**PARTI DELL'ESERCIZIO:**
**A.** Stampa senza modifiche la parte dell'articolo sulla rielezione di Macron che si apre con le parole contenenti "La riconferma di" e si chiude con "25,44 nel 2017.".
**B.** Prosegui l'articolo sulla rielezione di Macron dal punto in cui si interrompe.

Che cosa significa la vittoria di Macron contro Le Pen

La riconferma di Macron è – per dirla con l'editorialista Nicolas Beytout – una scelta liberale, pro-business e pro-europea. L'approfondimento di Andrea Mainardi

 

Come previsto Emmanuel Macron resta all’Eliseo. Secondo i primi dati (proiezioni Ipsos) il 58,2%% dei francesi lo riconferma ottavo presidente della Quinta Repubblica. In calo rispetto a cinque anni fa, quando fece il 66%, ma largamente davanti a Marine Le Pen che si ferma al 41,8%. Non vince, ma sembra fare molto meglio rispetto al 2017 quando ottenne solo il 33%. Nessun presidente in carica è stato rieletto dopo Jacques Chirac nel 2002 – sia il conservatore Nicolas Sarkozy che il socialista François Hollande sono stati eletti solo una volta. L’astensione è al 28,2%. Alta per le presidenziali. Era al 25,44 nel 2017.

L’Europa festeggia

Per Macron, Champ de Mars affollato, di giornalisti, militanti, bandiere francesi ed europee. L’abbinata Francia-Ue racconta molto della campagna elettorale. Tra i primi a complimentarsi via twitter Charles Michel, presidente del Consiglio europeo: “In questo periodo turbolento, abbiamo bisogno di un’Europa forte e di una Francia pienamente impegnata per un’Unione europea più sovrana e più strategica”.

Quindi la presidente della Commissione europea, Ursula von der Leyen: “Congratulazioni per la tua rielezione a Presidente della Repubblica. Insieme faremo avanzare Francia ed Europa”.

**DATI FORNITI:**
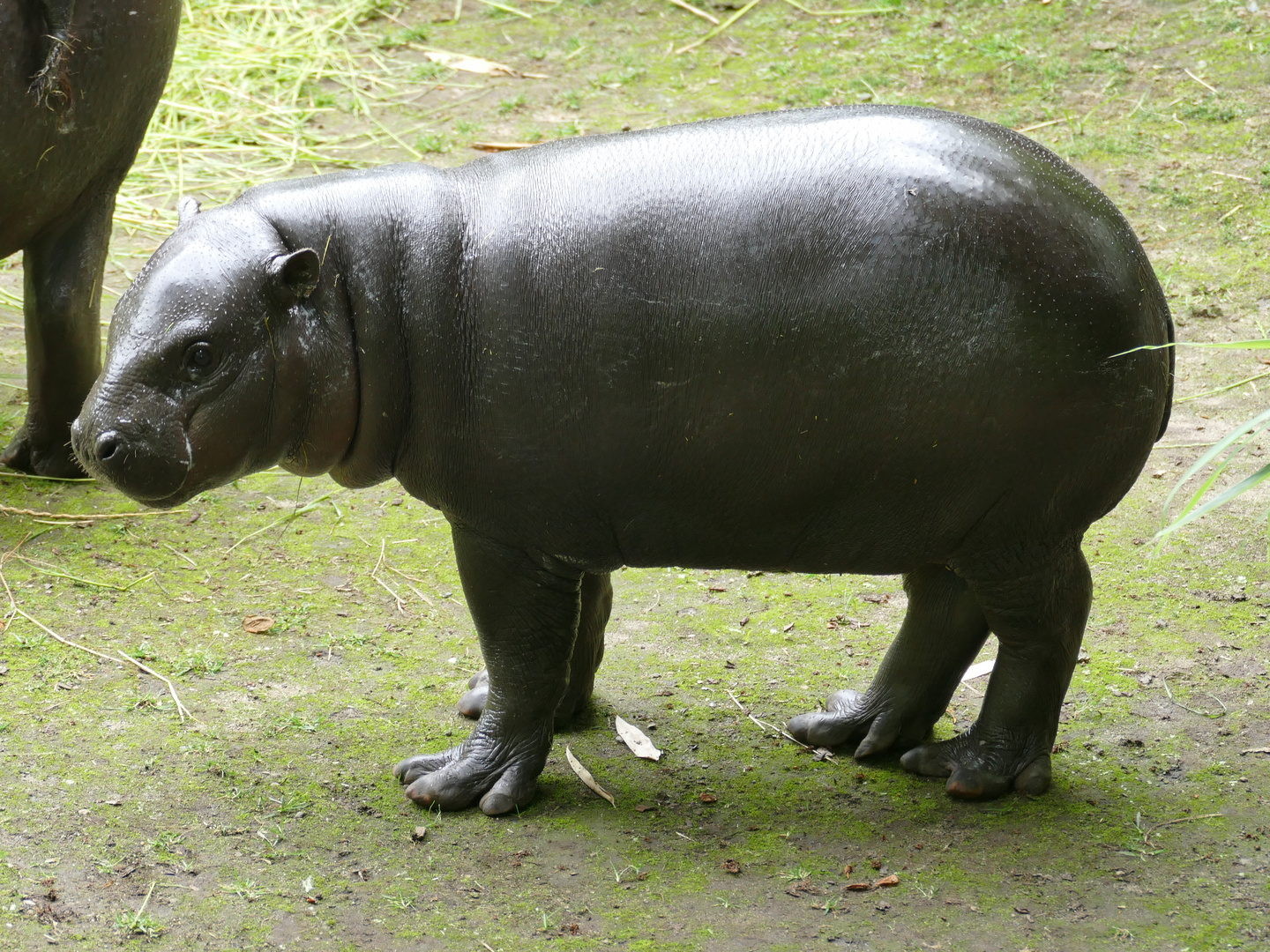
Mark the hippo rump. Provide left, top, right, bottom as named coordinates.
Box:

**RISULTATI DELL'ESERCIZIO:**
**A.**
La riconferma di Macron è – per dirla con l'editorialista Nicolas Beytout – una scelta liberale, pro-business e pro-europea. L'approfondimento di Andrea Mainardi

 

Come previsto Emmanuel Macron resta all’Eliseo. Secondo i primi dati (proiezioni Ipsos) il 58,2%% dei francesi lo riconferma ottavo presidente della Quinta Repubblica. In calo rispetto a cinque anni fa, quando fece il 66%, ma largamente davanti a Marine Le Pen che si ferma al 41,8%. Non vince, ma sembra fare molto meglio rispetto al 2017 quando ottenne solo il 33%. Nessun presidente in carica è stato rieletto dopo Jacques Chirac nel 2002 – sia il conservatore Nicolas Sarkozy che il socialista François Hollande sono stati eletti solo una volta. L’astensione è al 28,2%. Alta per le presidenziali. Era al 25,44 nel 2017.

**B.**
Le Pen giudica comunque una vittoria il suo risultato

Marine Le Pen ha parlato pochi minuti dopo le 20 dal suo quartier generale di Parigi. Saluta, “malgrado due settimane di metodi ingiusti e violenti”, il fatto che le idee “che rappresentiamo raggiungono nuove vette. Il risultato rappresenta di per sé una clamorosa vittoria”. La candidata del Rassemblement lancia infine la battaglia elettorale delle elezioni legislative.

Mélenchon guarda al “terzo turno” delle legislative

Subito dopo Jean-Luc Mélenchon ha deriso i risultati delle elezioni presidenziali e il nuovo mandato di Emmanuel Macron. “Le Pen è stata battuta, la Francia ha chiaramente rifiutato di affidarle il suo futuro e questa è un’ottima notizia. Macron è il più mal eletto dei presidenti della Quinta Repubblica. Galleggia in un oceano di astensioni, schede bianche e non validi”, ha detto, prima di lanciare “il terzo turno”. Il voto legislativo di giugno, “per battere Macron”.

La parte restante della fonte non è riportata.